→ WHAT IS REQUIRED: Quote every item below word for word, leaving out the pictures.

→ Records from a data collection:
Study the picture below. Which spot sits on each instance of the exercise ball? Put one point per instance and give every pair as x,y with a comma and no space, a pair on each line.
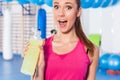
7,34
103,61
97,3
49,2
23,1
37,2
114,62
86,3
41,23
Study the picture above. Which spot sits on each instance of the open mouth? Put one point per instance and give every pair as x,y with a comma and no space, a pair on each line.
62,23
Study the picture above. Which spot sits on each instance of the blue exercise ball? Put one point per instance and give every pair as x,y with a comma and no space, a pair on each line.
23,1
97,3
103,61
114,62
49,2
106,3
115,2
37,2
87,3
41,23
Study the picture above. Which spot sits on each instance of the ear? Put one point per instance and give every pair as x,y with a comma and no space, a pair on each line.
79,12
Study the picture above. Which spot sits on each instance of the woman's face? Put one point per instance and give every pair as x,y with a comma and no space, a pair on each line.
65,13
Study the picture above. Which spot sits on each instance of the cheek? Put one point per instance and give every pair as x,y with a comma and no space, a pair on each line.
71,16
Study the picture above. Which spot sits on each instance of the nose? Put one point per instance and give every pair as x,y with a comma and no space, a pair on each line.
61,12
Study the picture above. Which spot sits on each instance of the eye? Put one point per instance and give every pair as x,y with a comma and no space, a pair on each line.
69,7
56,6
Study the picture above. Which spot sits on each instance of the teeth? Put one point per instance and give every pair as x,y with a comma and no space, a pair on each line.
62,21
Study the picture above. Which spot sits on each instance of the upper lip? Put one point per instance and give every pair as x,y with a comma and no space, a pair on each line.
62,20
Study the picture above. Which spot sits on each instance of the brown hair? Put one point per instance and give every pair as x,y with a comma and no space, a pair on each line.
81,35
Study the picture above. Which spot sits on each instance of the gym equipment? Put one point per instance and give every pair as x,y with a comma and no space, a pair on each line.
114,62
7,34
103,61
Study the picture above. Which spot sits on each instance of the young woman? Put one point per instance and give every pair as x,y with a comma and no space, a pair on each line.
67,55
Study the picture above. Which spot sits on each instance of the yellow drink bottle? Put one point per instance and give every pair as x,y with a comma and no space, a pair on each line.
31,58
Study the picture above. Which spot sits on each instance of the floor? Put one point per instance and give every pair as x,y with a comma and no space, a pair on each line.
10,70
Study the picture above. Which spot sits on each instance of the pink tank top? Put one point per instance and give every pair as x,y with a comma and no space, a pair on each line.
70,66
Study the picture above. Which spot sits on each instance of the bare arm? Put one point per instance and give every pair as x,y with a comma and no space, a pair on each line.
93,66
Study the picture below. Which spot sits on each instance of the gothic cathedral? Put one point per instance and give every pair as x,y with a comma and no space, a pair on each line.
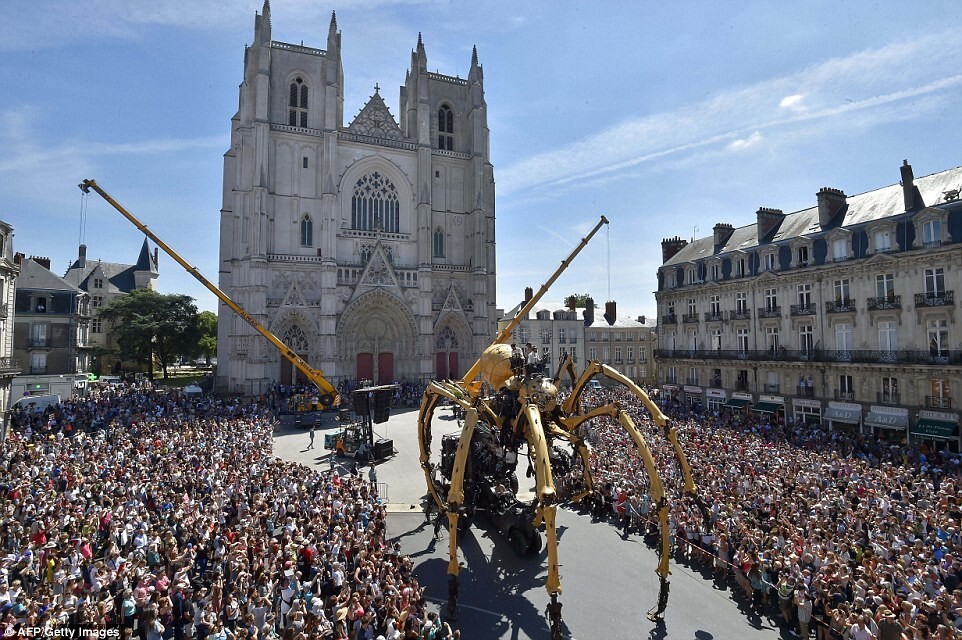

→ THE RESPONSE:
Study the picture below. Which spot sits on each instance of the exercise ball? Put one point per instance and give every pair as x,y with a comma and no space, a pair on each line.
7,34
103,61
97,3
49,2
23,1
37,2
114,62
86,3
41,23
Study the picture above. Which spot sits on each instance of the open mouth? Put one point per instance and give every pair as x,y with a comma and no space, a pair on each line.
62,23
Study the picture above. Which spot sits on each instance of the blue exercise ball? Put one point per instance and give every pair as x,y with a comma and no space, a pair on each line.
23,1
97,3
103,61
114,62
49,2
106,3
115,2
37,2
87,3
41,23
Study the picture above. Which spot sits on each instance of the ear? Put one point per instance and give every pair as x,y with a comma and no space, a pair on each line.
79,12
Study the picture above. Which spot sits on each instance of the woman's face? Put one point per instance and give every pair as x,y with a comma and no space, a pair on each line.
65,13
Study the picture above. Which spot sits on each instance of the cheek? Put one point per instance and give every pair as x,y with a comma and no space, a pair on each line.
71,16
Study the picture above. Which spot sits on each instance of the nose? Put one point per instance and give every pair as x,y with a comma and no space, a pair on each line.
61,12
Study the picture above. Which spot sits on each instance of the eye? Put one point per instance and give every pair as x,y with a comma and no space, a pair on each line.
69,7
56,6
Study the picture above. Which spot sits on each instance of the teeth? Put one point per instance and give every pair as x,y with a comma and no space, a pair on each line.
62,21
Study the picture above. Which spot sits on each instance of the upper lip? Put one point per instance and give every pair as x,y with a comma and no space, a pair on each line.
62,20
Study the picture above. Which spot sits on each instance of the brown hair? Put one point per instance and give every pair as x,y with a comma and no space, a pair on each line.
81,35
Study the picture above. Which spot sits on each instance of the gym equipment? Put one point per instance and give every pair as x,y with a comma and no space, a pair on each line.
114,62
7,34
103,61
Study the picture above. Which spot sits on each instance of the young woman? Put one point per instance and give every pair as x,y with a comma and no space, a pair on each line.
67,55
Study the picture above. Which spot sits on each instance of the yellow drink bottle? Put one point per instance and give every pair as x,y with a comma and no space, a pair on each line.
31,58
Study the picture above. Which spot sits on each instance of the floor? Put one point per instance and give every pair as x,y with a comma and no space, a pair on each line.
10,70
Study the picture above. Which spot sits on each instance of the pink tank top? Put one point per instance and give every pair as x,y with a comma and no space, a pair on each line.
70,66
Study the picture above. Which spot sits on each instance of the bare arm? Put one point per instance and give every pair as x,y with a comma and no space, a pair on each line.
93,66
Study the picture below. Which spot sits on each instance of the gothic cathedral? Put one point per instance and give every pair as x,y with a comma and no space, a pair on each line.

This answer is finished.